* [INPUT]
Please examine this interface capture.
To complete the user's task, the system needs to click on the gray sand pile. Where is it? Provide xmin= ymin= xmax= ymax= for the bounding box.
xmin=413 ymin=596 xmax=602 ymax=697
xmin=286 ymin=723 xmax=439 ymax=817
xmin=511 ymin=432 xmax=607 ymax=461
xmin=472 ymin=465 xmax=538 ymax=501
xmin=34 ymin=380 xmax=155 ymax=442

* [TASK GOAL]
Everything in the records should be written out again exactly.

* [TASK RESPONSE]
Please examine this interface capture.
To complete the user's task, the system needs to click on the gray sand pile. Where is it? Provide xmin= ymin= xmax= ymax= for the bounding box.
xmin=413 ymin=596 xmax=602 ymax=697
xmin=286 ymin=723 xmax=439 ymax=817
xmin=511 ymin=432 xmax=607 ymax=461
xmin=472 ymin=465 xmax=538 ymax=501
xmin=34 ymin=380 xmax=155 ymax=442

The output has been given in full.